Write out every line of the material below, requests included, and shift each x and y coordinate in the point answers by -92.

## RECORDS FOR THE TASK
-=-=-=-=-
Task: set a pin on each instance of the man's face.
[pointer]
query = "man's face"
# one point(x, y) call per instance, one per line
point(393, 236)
-=-=-=-=-
## ANSWER TO THIS EXERCISE
Task: set a pin on each instance of the man's face.
[pointer]
query = "man's face"
# one point(x, y) call per instance, one per line
point(301, 144)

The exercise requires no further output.